(Collection entries)
# # #
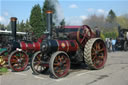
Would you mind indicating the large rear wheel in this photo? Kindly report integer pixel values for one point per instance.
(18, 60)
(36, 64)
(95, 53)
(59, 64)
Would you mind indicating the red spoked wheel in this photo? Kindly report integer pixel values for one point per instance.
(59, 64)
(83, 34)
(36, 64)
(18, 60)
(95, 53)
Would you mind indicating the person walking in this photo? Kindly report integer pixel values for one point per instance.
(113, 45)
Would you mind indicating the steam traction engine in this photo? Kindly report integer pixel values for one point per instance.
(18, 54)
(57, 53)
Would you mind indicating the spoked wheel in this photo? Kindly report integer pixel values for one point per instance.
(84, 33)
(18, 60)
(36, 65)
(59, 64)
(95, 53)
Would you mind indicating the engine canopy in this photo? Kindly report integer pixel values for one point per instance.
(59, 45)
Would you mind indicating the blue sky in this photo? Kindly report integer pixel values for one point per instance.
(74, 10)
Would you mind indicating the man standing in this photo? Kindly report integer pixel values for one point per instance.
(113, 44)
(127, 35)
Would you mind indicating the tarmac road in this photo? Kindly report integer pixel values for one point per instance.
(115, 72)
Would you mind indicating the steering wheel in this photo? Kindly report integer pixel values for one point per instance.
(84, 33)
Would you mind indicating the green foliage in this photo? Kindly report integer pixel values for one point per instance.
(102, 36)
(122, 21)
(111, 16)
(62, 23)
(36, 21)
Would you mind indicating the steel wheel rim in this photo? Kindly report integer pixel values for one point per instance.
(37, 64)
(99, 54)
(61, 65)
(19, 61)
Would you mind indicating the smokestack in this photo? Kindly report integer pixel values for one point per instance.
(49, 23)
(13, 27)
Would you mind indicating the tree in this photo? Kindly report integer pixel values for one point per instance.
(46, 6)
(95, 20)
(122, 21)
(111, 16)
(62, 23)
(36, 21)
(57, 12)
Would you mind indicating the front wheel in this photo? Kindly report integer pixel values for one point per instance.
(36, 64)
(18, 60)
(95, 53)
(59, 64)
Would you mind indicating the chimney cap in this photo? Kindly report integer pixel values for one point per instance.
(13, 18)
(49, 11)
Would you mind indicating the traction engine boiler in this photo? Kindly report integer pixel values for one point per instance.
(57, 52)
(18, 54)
# # #
Every line from the one containing "Would you mind indicating the front" through the last line above should be retyped exactly; no other lines are wanted.

Task result:
Would you mind indicating the front wheel in this photo? Kindly report integer pixel values for one point per instance.
(36, 64)
(18, 60)
(95, 53)
(59, 64)
Would you mind indicating the chimney cap in this photo? Kindly report integer pixel values for one point per instance.
(13, 18)
(49, 11)
Would you mind indicating the traction engine boiler in this photo? Kindly report integer pixel values for one point per instance.
(57, 52)
(18, 54)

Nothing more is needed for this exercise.